## [TASK OBJECTIVE]
Across the lines of the records below, how many have the string "woman" in them? Answer with the number alone.

▬▬▬

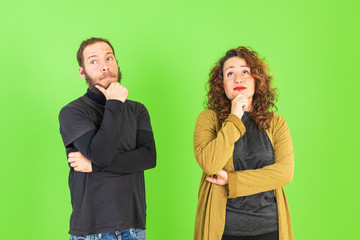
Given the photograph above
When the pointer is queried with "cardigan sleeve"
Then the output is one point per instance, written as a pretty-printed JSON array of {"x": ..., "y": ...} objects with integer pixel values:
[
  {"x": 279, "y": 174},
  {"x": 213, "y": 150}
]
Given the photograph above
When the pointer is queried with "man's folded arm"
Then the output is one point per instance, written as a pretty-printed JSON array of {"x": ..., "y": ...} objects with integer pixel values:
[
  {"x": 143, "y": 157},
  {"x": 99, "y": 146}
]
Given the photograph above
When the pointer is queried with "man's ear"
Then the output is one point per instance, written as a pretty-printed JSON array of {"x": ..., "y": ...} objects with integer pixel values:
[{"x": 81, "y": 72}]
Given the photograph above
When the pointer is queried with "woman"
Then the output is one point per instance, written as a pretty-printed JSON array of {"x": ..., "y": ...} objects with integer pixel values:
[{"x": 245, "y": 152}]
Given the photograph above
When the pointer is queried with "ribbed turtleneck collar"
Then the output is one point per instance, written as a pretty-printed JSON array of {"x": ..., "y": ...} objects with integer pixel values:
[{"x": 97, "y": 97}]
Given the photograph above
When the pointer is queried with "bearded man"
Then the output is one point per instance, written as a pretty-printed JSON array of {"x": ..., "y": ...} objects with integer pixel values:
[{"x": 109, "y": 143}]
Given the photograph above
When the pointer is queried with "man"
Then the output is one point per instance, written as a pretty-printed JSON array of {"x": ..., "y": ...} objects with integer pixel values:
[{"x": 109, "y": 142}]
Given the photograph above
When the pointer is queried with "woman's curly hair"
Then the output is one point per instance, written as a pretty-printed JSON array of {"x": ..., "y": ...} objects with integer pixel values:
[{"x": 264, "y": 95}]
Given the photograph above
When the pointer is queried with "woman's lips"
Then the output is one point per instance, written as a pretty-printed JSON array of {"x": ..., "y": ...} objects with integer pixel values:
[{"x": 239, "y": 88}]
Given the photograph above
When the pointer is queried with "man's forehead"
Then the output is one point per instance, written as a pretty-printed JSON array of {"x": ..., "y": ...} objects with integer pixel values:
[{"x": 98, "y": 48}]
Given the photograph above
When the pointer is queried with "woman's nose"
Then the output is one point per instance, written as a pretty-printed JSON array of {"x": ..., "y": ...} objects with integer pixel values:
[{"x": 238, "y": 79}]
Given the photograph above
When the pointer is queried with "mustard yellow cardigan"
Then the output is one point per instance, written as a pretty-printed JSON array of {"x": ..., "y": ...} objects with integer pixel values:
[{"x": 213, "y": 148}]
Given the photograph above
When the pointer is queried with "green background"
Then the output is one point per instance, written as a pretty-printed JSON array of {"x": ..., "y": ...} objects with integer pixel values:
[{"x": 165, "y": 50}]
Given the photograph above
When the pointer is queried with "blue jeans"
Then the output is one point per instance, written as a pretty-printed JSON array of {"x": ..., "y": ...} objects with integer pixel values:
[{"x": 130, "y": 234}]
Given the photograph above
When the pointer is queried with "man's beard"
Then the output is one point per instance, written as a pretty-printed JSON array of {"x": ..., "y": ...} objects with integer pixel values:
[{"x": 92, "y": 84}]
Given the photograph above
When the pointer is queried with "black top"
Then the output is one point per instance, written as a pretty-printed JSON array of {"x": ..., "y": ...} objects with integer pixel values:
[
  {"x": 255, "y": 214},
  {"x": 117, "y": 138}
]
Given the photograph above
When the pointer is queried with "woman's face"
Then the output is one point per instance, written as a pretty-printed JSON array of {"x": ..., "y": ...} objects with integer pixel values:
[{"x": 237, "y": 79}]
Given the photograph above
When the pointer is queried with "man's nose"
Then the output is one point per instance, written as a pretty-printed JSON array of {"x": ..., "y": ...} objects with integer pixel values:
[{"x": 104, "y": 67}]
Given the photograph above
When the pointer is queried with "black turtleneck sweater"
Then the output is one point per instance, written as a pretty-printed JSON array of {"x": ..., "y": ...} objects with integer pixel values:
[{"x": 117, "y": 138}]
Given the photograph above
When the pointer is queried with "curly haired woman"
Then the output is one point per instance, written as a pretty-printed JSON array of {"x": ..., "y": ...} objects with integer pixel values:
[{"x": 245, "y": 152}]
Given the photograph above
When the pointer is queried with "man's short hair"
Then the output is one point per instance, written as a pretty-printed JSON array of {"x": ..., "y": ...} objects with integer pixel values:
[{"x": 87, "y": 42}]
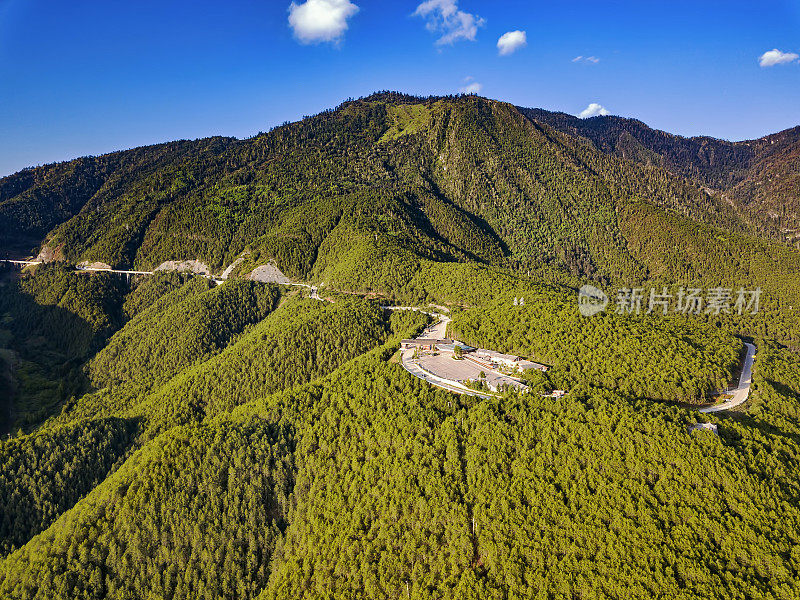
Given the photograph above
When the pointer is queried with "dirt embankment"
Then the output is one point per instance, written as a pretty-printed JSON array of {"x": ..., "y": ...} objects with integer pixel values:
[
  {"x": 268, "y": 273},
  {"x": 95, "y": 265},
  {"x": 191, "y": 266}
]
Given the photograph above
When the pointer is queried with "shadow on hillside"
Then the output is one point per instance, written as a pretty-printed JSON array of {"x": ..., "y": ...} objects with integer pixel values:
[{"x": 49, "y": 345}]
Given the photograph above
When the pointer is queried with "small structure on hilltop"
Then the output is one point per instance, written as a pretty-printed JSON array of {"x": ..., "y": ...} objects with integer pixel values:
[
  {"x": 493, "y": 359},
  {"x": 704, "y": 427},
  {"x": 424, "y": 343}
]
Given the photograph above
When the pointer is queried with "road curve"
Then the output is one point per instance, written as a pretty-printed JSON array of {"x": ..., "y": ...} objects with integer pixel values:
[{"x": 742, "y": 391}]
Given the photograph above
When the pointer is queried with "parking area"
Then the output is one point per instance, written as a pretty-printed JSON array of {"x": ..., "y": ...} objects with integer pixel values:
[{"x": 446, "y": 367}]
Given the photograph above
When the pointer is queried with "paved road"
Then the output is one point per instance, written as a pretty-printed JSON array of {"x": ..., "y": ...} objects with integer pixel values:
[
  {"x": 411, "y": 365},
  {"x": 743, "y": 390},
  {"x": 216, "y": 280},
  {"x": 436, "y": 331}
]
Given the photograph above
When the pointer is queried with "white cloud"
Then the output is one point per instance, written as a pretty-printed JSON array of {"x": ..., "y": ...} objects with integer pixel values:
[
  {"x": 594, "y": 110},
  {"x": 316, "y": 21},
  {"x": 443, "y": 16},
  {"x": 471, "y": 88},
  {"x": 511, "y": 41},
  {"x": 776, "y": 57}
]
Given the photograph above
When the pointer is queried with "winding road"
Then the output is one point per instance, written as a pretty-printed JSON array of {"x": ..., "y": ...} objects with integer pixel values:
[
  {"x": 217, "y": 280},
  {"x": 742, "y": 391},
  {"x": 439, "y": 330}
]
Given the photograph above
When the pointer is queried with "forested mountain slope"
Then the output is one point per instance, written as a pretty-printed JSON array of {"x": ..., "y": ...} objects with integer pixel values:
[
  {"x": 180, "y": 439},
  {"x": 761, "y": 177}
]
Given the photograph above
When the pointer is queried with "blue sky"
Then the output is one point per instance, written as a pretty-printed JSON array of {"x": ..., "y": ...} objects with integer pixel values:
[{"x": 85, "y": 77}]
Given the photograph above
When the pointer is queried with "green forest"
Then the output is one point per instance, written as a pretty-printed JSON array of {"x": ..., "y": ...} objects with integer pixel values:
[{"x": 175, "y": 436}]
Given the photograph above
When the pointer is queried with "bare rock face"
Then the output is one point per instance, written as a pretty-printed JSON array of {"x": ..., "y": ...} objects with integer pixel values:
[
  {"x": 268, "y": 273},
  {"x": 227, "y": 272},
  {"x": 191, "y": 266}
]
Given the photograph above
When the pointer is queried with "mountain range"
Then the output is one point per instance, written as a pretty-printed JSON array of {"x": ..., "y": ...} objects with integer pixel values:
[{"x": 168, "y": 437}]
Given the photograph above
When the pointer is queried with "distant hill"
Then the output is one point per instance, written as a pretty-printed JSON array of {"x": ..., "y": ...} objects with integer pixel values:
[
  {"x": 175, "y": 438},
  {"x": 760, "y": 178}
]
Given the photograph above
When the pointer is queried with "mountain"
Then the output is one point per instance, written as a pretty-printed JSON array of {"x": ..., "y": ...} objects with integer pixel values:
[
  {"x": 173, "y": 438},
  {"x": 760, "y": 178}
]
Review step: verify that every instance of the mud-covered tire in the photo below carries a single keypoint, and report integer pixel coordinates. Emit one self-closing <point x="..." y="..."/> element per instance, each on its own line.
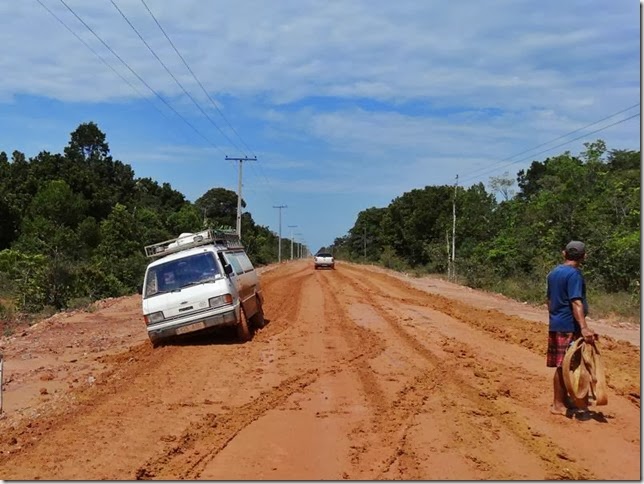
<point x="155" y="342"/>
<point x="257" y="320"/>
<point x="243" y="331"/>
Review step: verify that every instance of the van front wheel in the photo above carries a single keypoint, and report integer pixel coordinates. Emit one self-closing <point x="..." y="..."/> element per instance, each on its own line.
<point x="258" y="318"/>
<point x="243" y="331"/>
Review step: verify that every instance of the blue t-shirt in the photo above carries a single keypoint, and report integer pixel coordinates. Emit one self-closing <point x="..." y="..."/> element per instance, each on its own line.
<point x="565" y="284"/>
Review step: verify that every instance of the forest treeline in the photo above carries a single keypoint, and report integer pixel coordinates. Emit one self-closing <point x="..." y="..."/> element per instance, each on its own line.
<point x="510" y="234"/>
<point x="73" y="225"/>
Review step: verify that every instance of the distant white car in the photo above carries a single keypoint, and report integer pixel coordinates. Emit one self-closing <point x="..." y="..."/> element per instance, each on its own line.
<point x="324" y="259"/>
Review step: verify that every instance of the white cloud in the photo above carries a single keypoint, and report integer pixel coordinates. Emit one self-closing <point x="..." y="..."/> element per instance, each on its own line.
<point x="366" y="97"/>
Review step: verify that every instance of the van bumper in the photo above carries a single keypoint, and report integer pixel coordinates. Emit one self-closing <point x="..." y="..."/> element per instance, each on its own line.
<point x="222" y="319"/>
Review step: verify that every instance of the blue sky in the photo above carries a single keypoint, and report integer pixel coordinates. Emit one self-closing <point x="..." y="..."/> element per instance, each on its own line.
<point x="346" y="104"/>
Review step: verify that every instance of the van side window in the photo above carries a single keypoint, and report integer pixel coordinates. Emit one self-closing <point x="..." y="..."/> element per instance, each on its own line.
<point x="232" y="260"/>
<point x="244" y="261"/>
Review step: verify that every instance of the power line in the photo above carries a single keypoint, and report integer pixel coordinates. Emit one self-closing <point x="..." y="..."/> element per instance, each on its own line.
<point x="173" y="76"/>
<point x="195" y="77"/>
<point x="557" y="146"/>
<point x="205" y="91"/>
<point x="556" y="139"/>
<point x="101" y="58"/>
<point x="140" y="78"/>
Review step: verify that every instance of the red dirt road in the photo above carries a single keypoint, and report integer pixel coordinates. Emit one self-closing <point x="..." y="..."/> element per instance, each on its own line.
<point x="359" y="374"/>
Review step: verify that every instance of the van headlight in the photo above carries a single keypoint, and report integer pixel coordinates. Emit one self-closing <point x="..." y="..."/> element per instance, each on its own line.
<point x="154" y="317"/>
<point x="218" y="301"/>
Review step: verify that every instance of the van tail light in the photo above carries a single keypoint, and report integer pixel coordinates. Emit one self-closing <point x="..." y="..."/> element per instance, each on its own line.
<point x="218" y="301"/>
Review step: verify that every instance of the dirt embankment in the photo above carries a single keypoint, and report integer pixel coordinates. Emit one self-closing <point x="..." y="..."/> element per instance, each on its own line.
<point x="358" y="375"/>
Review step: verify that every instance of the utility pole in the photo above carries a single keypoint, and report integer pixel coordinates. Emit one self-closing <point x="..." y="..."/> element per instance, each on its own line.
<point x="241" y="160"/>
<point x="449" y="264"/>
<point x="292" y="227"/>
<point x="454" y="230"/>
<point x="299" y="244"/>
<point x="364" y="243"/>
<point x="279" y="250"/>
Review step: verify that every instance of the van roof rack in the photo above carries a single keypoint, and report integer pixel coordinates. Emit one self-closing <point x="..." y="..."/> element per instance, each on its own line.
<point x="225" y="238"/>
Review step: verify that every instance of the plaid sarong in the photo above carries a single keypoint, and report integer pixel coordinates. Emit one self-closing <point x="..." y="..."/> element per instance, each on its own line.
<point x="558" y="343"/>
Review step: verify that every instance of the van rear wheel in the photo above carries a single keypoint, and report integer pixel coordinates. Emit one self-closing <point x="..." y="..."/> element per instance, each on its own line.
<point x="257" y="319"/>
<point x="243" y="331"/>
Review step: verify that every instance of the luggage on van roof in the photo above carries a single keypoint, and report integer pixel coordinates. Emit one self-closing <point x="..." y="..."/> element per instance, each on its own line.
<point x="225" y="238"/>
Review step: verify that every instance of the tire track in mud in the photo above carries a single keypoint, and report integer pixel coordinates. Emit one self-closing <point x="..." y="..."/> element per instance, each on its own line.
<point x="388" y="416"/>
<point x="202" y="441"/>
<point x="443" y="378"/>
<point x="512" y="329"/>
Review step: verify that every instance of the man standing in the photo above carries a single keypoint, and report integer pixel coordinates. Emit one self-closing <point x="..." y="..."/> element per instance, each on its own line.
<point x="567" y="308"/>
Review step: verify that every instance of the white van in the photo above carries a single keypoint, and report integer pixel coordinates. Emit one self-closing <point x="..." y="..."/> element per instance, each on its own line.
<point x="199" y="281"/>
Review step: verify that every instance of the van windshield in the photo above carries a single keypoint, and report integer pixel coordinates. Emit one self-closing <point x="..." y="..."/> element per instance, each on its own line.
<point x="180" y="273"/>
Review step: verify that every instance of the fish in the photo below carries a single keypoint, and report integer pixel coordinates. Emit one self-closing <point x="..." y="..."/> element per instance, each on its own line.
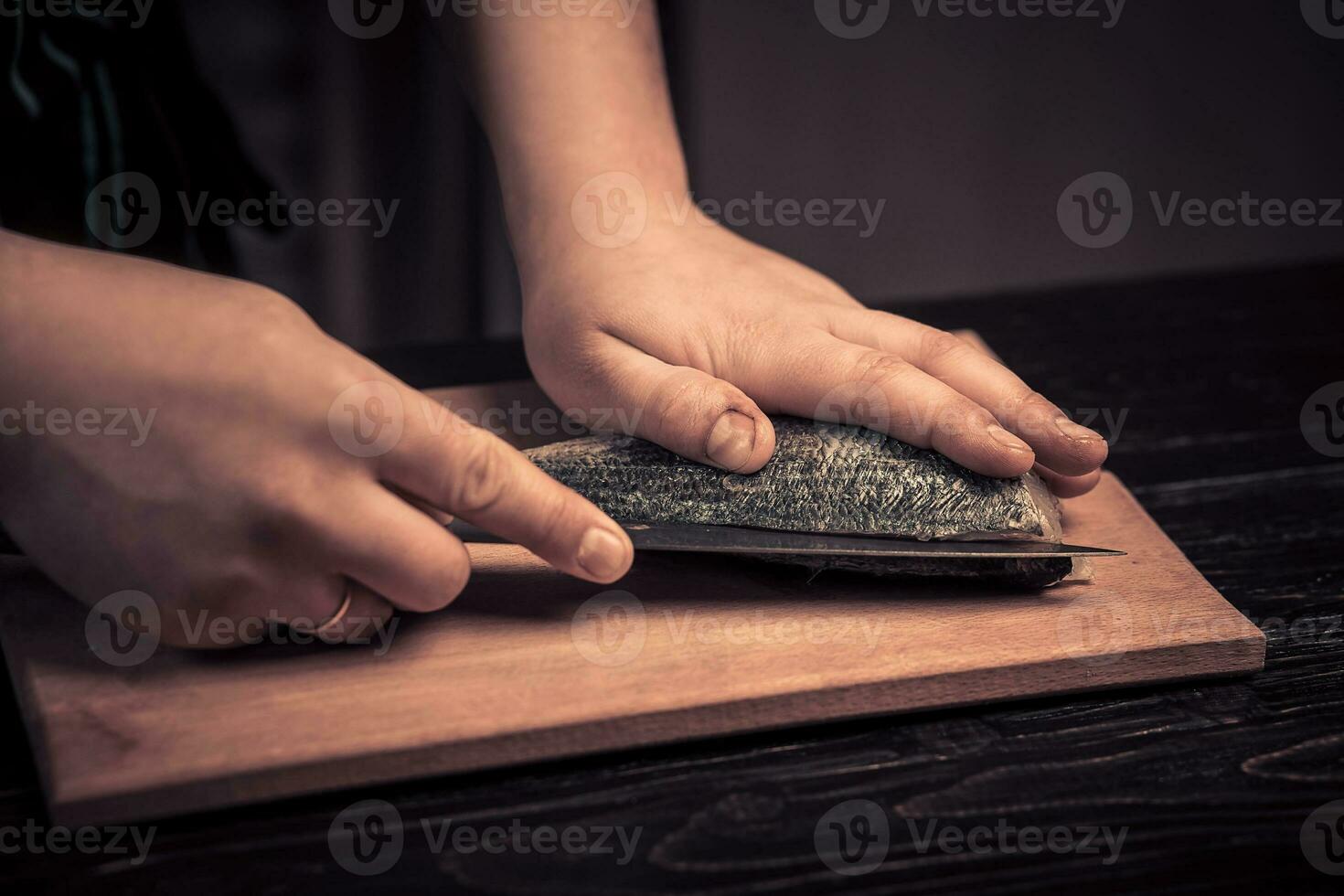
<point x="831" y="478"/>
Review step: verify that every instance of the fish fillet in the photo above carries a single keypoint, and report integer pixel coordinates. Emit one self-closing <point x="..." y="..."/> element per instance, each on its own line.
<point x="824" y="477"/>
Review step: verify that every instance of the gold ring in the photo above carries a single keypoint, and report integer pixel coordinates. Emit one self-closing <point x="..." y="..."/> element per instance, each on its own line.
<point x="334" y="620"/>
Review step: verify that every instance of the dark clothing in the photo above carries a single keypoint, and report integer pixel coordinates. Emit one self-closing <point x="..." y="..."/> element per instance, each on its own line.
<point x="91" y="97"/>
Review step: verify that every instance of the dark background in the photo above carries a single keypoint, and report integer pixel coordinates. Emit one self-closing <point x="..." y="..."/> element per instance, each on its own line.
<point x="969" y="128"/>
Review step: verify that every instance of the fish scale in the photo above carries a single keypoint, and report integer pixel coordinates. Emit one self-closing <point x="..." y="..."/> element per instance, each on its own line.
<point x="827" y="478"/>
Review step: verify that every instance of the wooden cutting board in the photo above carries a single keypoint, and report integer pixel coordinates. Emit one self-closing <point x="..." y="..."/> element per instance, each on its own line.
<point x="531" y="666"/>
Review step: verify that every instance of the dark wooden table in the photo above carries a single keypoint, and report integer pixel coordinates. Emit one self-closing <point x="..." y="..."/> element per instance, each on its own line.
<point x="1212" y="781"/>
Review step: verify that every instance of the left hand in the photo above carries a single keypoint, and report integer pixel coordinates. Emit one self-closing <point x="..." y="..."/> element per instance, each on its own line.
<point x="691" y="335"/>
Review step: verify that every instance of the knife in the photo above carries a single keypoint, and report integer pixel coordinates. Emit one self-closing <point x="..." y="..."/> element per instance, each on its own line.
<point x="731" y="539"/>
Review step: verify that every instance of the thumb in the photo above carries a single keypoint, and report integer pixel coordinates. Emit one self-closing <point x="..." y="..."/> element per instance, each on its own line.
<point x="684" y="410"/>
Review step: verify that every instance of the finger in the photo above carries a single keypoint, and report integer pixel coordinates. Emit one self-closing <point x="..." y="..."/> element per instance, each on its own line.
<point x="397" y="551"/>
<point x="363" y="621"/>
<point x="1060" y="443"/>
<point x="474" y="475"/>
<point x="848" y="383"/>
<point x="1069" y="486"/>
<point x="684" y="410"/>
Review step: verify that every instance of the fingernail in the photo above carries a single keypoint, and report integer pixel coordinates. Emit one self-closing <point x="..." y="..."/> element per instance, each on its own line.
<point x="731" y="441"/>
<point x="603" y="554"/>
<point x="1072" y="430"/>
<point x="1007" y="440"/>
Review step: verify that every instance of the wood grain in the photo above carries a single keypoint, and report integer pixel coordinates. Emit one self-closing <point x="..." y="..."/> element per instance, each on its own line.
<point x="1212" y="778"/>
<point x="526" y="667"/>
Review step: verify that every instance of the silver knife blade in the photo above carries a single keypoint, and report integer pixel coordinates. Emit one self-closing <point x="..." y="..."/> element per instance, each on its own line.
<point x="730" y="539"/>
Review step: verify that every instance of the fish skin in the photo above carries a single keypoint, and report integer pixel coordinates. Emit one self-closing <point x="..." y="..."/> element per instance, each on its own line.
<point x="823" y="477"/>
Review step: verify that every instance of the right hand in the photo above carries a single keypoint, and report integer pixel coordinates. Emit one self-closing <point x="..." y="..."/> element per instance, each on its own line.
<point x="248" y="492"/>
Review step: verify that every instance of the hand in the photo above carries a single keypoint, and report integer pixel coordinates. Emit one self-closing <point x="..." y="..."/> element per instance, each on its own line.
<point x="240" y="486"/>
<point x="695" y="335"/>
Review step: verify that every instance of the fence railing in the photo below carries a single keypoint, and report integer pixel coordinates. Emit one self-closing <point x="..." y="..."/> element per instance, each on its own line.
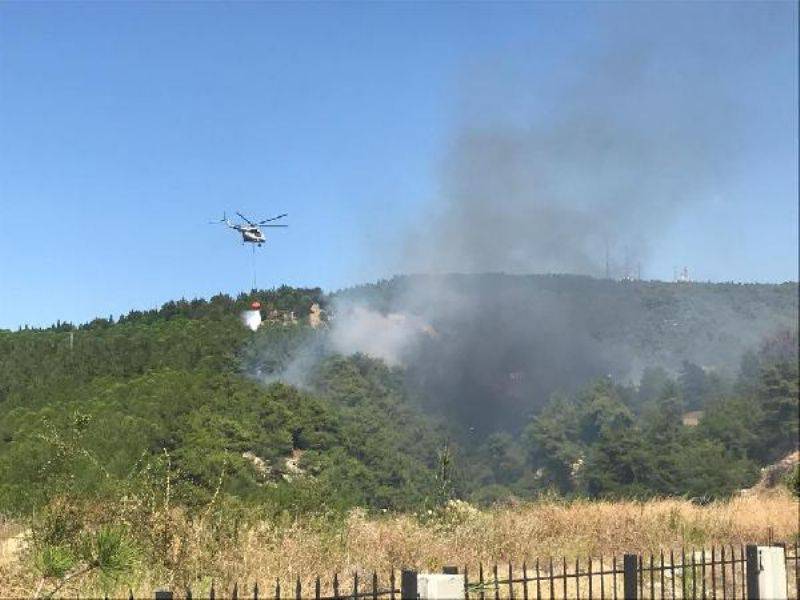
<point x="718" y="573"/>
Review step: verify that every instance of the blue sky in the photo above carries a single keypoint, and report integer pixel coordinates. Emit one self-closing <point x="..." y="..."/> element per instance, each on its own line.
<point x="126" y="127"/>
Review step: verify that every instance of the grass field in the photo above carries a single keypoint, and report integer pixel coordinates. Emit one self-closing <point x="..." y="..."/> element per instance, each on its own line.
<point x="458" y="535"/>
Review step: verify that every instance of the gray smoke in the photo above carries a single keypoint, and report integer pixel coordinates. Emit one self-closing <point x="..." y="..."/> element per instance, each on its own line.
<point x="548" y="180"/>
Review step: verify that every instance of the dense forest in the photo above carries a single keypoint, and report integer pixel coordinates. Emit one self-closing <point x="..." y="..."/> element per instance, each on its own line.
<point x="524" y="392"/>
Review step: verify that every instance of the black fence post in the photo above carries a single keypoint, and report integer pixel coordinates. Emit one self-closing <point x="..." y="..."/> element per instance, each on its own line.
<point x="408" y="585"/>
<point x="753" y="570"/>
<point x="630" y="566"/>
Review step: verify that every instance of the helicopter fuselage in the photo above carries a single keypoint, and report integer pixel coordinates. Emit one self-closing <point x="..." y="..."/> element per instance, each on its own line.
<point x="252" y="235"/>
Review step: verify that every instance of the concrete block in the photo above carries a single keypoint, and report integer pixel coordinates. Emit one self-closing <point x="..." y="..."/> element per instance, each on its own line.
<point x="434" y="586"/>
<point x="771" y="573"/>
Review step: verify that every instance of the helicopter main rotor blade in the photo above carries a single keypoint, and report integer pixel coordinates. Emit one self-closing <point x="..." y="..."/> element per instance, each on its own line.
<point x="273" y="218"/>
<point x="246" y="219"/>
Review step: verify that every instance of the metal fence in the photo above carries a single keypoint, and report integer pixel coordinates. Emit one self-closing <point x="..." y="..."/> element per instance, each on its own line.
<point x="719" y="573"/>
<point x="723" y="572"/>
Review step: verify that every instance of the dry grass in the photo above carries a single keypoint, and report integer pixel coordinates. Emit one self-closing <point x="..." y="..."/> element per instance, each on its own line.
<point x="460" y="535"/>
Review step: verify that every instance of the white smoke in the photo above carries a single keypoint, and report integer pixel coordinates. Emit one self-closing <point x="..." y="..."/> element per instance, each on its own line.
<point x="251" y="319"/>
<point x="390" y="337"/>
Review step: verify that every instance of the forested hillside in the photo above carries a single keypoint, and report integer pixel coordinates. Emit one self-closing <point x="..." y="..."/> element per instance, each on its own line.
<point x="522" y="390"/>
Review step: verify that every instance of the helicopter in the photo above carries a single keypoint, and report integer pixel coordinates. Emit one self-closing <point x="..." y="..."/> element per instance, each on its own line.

▬▬▬

## [RESPONSE AREA]
6